• [TRECHO DO DOCUMENTO]:
┌──

Mostrando postagens com marcador Marcel Souto Maior. Mostrar todas as postagens
Mostrando postagens com marcador Marcel Souto Maior. Mostrar todas as postagens

segunda-feira, 11 de novembro de 2013

Kardec, a biografia – um livro bom de se ler

Por Dora Incontri

Não direi que o livro Kardec: a biografia é uma grata surpresa, porque quem escreveu a melhor biografia de Chico Xavier, até hoje, prometia escrever também a melhor do mestre de Chico e de milhões de espíritas brasileiros: Allan Kardec.

Por que considero ambas excelentes biografias? Porque são biografias mesmo e não hagiografias. (Para quem não sabe, hagiografia é história de santo, escrita dentro dos cânones da Igreja Católica). Marcel Souto Maior conta a história de um ser humano. De um grande ser humano, mas um ser humano. Um homem de bem, que é o que O Evangelho segundo o Espiritismo propõe como padrão ético. E conta muito bem contado.

Seu estilo é leve, sem cair na banalidade. É espirituoso e às vezes oportunamente irreverente, justo para não assumir um tom laudatório demais, o que acabaria com a sua credibilidade de biógrafo e jornalista investigativo. É um texto saboroso, ágil e que nos dá vontade de ler sem parar.

└──

• [DETALHES DO PROBLEMA]:
Dê prosseguimento à resenha sobre a biografia de Kardec a partir do ponto em que ela para. Os registros a seguir formam um material à parte, independente da resenha.

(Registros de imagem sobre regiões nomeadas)
┌──

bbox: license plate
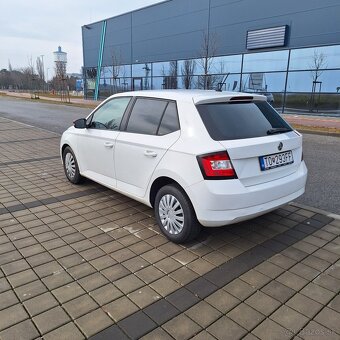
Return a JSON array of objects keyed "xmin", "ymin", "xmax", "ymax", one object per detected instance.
[{"xmin": 259, "ymin": 151, "xmax": 294, "ymax": 171}]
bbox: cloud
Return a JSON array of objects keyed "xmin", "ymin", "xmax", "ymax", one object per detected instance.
[{"xmin": 0, "ymin": 0, "xmax": 165, "ymax": 75}]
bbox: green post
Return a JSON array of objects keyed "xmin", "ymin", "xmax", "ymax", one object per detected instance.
[{"xmin": 93, "ymin": 20, "xmax": 106, "ymax": 100}]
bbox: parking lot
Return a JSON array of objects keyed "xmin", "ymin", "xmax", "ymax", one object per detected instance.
[{"xmin": 0, "ymin": 118, "xmax": 340, "ymax": 340}]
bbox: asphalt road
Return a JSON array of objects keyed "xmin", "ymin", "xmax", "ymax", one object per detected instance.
[{"xmin": 0, "ymin": 97, "xmax": 340, "ymax": 214}]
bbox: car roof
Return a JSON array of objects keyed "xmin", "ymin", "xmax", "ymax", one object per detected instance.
[{"xmin": 114, "ymin": 90, "xmax": 266, "ymax": 104}]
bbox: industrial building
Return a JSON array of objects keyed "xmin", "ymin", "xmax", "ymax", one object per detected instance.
[{"xmin": 82, "ymin": 0, "xmax": 340, "ymax": 115}]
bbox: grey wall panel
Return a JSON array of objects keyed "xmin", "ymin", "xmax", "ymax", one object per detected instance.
[
  {"xmin": 132, "ymin": 0, "xmax": 209, "ymax": 62},
  {"xmin": 82, "ymin": 22, "xmax": 102, "ymax": 67}
]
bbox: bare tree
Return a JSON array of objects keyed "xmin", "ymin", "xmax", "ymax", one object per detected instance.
[
  {"xmin": 162, "ymin": 61, "xmax": 178, "ymax": 89},
  {"xmin": 111, "ymin": 50, "xmax": 122, "ymax": 93},
  {"xmin": 36, "ymin": 57, "xmax": 45, "ymax": 82},
  {"xmin": 181, "ymin": 60, "xmax": 196, "ymax": 89},
  {"xmin": 309, "ymin": 49, "xmax": 327, "ymax": 111},
  {"xmin": 198, "ymin": 31, "xmax": 218, "ymax": 90},
  {"xmin": 309, "ymin": 49, "xmax": 327, "ymax": 82}
]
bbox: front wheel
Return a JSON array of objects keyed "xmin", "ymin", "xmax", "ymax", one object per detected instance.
[
  {"xmin": 154, "ymin": 185, "xmax": 201, "ymax": 243},
  {"xmin": 63, "ymin": 146, "xmax": 83, "ymax": 184}
]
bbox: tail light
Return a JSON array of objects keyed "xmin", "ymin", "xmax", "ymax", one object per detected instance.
[{"xmin": 197, "ymin": 151, "xmax": 237, "ymax": 179}]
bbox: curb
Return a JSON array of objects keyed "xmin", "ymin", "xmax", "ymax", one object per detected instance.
[{"xmin": 288, "ymin": 202, "xmax": 340, "ymax": 220}]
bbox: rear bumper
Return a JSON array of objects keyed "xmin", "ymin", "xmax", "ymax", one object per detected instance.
[{"xmin": 187, "ymin": 162, "xmax": 307, "ymax": 227}]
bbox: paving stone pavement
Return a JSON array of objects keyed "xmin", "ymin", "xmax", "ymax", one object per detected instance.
[{"xmin": 0, "ymin": 119, "xmax": 340, "ymax": 340}]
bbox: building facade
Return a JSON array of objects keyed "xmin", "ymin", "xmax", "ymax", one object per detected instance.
[{"xmin": 82, "ymin": 0, "xmax": 340, "ymax": 115}]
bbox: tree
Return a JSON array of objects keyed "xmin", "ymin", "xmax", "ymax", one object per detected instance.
[
  {"xmin": 181, "ymin": 60, "xmax": 196, "ymax": 89},
  {"xmin": 309, "ymin": 49, "xmax": 327, "ymax": 82},
  {"xmin": 162, "ymin": 60, "xmax": 178, "ymax": 89},
  {"xmin": 309, "ymin": 49, "xmax": 327, "ymax": 111},
  {"xmin": 198, "ymin": 31, "xmax": 218, "ymax": 90},
  {"xmin": 111, "ymin": 50, "xmax": 122, "ymax": 93},
  {"xmin": 36, "ymin": 57, "xmax": 45, "ymax": 82}
]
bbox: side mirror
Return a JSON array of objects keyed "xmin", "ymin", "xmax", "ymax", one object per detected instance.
[{"xmin": 73, "ymin": 118, "xmax": 86, "ymax": 129}]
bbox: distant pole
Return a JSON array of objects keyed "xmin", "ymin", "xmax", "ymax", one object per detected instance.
[
  {"xmin": 46, "ymin": 67, "xmax": 50, "ymax": 91},
  {"xmin": 40, "ymin": 54, "xmax": 45, "ymax": 80}
]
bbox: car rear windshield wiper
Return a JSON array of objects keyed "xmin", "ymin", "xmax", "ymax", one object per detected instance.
[{"xmin": 267, "ymin": 128, "xmax": 292, "ymax": 135}]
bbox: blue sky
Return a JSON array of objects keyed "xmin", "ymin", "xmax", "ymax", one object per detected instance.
[{"xmin": 0, "ymin": 0, "xmax": 162, "ymax": 78}]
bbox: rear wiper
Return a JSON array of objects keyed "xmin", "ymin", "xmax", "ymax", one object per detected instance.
[{"xmin": 267, "ymin": 128, "xmax": 293, "ymax": 135}]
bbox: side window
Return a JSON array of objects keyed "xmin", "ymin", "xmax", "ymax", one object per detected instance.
[
  {"xmin": 126, "ymin": 98, "xmax": 168, "ymax": 135},
  {"xmin": 89, "ymin": 97, "xmax": 131, "ymax": 130},
  {"xmin": 158, "ymin": 102, "xmax": 179, "ymax": 136}
]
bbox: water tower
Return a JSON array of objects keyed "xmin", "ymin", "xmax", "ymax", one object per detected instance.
[
  {"xmin": 53, "ymin": 46, "xmax": 67, "ymax": 79},
  {"xmin": 53, "ymin": 46, "xmax": 70, "ymax": 102}
]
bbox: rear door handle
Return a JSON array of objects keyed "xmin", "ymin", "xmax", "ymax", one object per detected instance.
[
  {"xmin": 144, "ymin": 150, "xmax": 157, "ymax": 157},
  {"xmin": 104, "ymin": 142, "xmax": 113, "ymax": 148}
]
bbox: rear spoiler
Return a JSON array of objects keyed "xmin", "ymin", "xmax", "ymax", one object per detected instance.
[{"xmin": 194, "ymin": 94, "xmax": 267, "ymax": 105}]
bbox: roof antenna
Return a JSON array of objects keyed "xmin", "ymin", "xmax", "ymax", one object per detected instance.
[{"xmin": 216, "ymin": 73, "xmax": 230, "ymax": 92}]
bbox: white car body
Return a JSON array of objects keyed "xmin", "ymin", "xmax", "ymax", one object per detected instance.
[{"xmin": 60, "ymin": 90, "xmax": 307, "ymax": 234}]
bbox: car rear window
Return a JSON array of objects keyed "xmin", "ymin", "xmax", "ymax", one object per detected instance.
[{"xmin": 196, "ymin": 101, "xmax": 292, "ymax": 140}]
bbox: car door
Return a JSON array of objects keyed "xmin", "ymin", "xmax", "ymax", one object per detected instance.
[
  {"xmin": 115, "ymin": 98, "xmax": 180, "ymax": 197},
  {"xmin": 77, "ymin": 97, "xmax": 131, "ymax": 188}
]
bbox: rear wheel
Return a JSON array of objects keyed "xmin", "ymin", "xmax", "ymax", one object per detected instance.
[
  {"xmin": 154, "ymin": 185, "xmax": 201, "ymax": 243},
  {"xmin": 63, "ymin": 146, "xmax": 83, "ymax": 184}
]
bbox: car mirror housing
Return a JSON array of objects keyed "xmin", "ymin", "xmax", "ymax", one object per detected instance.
[{"xmin": 73, "ymin": 118, "xmax": 86, "ymax": 129}]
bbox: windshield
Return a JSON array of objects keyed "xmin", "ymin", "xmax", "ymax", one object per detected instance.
[{"xmin": 196, "ymin": 101, "xmax": 292, "ymax": 140}]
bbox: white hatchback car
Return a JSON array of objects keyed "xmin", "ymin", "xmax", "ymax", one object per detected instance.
[{"xmin": 60, "ymin": 90, "xmax": 307, "ymax": 242}]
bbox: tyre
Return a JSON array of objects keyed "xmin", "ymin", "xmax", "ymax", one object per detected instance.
[
  {"xmin": 154, "ymin": 185, "xmax": 201, "ymax": 243},
  {"xmin": 63, "ymin": 146, "xmax": 83, "ymax": 184}
]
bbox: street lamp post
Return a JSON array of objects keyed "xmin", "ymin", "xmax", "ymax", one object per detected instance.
[{"xmin": 46, "ymin": 67, "xmax": 50, "ymax": 92}]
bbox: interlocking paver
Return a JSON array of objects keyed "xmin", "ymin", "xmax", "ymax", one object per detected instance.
[
  {"xmin": 240, "ymin": 269, "xmax": 271, "ymax": 289},
  {"xmin": 0, "ymin": 118, "xmax": 340, "ymax": 340},
  {"xmin": 286, "ymin": 293, "xmax": 322, "ymax": 318},
  {"xmin": 297, "ymin": 321, "xmax": 339, "ymax": 340},
  {"xmin": 52, "ymin": 282, "xmax": 85, "ymax": 303},
  {"xmin": 276, "ymin": 271, "xmax": 308, "ymax": 291},
  {"xmin": 163, "ymin": 314, "xmax": 202, "ymax": 340},
  {"xmin": 185, "ymin": 301, "xmax": 222, "ymax": 328},
  {"xmin": 205, "ymin": 289, "xmax": 240, "ymax": 313},
  {"xmin": 135, "ymin": 266, "xmax": 165, "ymax": 284},
  {"xmin": 252, "ymin": 319, "xmax": 293, "ymax": 340},
  {"xmin": 314, "ymin": 307, "xmax": 340, "ymax": 336},
  {"xmin": 227, "ymin": 303, "xmax": 265, "ymax": 331},
  {"xmin": 103, "ymin": 296, "xmax": 138, "ymax": 322},
  {"xmin": 224, "ymin": 279, "xmax": 256, "ymax": 300},
  {"xmin": 328, "ymin": 295, "xmax": 340, "ymax": 313},
  {"xmin": 270, "ymin": 305, "xmax": 309, "ymax": 333},
  {"xmin": 128, "ymin": 286, "xmax": 161, "ymax": 309},
  {"xmin": 15, "ymin": 280, "xmax": 47, "ymax": 301},
  {"xmin": 0, "ymin": 320, "xmax": 39, "ymax": 340},
  {"xmin": 245, "ymin": 291, "xmax": 281, "ymax": 316},
  {"xmin": 33, "ymin": 306, "xmax": 70, "ymax": 334},
  {"xmin": 0, "ymin": 304, "xmax": 28, "ymax": 331},
  {"xmin": 141, "ymin": 327, "xmax": 175, "ymax": 340},
  {"xmin": 150, "ymin": 276, "xmax": 181, "ymax": 296},
  {"xmin": 0, "ymin": 290, "xmax": 19, "ymax": 310},
  {"xmin": 63, "ymin": 294, "xmax": 98, "ymax": 319},
  {"xmin": 207, "ymin": 316, "xmax": 247, "ymax": 340},
  {"xmin": 301, "ymin": 283, "xmax": 335, "ymax": 304},
  {"xmin": 76, "ymin": 309, "xmax": 112, "ymax": 337},
  {"xmin": 118, "ymin": 311, "xmax": 156, "ymax": 339},
  {"xmin": 44, "ymin": 322, "xmax": 85, "ymax": 340},
  {"xmin": 24, "ymin": 292, "xmax": 58, "ymax": 316}
]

└──

• [RESULTADO DA TAREFA]:
Souto Maior soube tratar de um assunto delicado, sem ferir nenhum partido; de um assunto sério, sem cair numa doutrinação massacrante e antipática.

Acima de tudo, porém, é fiel aos fatos. E sendo fiel aos fatos, a grandeza do personagem se destaca naturalmente, sem a mínima necessidade de usar uma batelada de elogios melosos.

Aliás, o que se sobressai na biografia escrita por Souto Maior é o Kardec da Revista Espírita. Quem está familiarizado com os 12 volumes da Revista, conhece melhor a personalidade de Kardec, seus embates, seu contexto, seus diálogos e discussões com adversários e aliados, com admiradores e detratores. O autor soube compor não só a partir da Revista, mas de outros documentos, um mosaico bem montado de Kardec, seu trabalho e sua época, que nos permite nos sentirmos lá, na França do século XIX.

Talvez para alguns, que prefeririam uma hagiografia, o fato de Kardec na biografia se irritar, se cansar, se alegrar e usar de uma fina ironia (e usava mesmo com todo o requinte do esprit francês) pode parecer algo humano demais. Mas grandes homens também se irritam e se cansam. Com essa constatação óbvia, em absolutamente nada sai arranhada a personalidade de Kardec e o que ele propôs como Espiritismo.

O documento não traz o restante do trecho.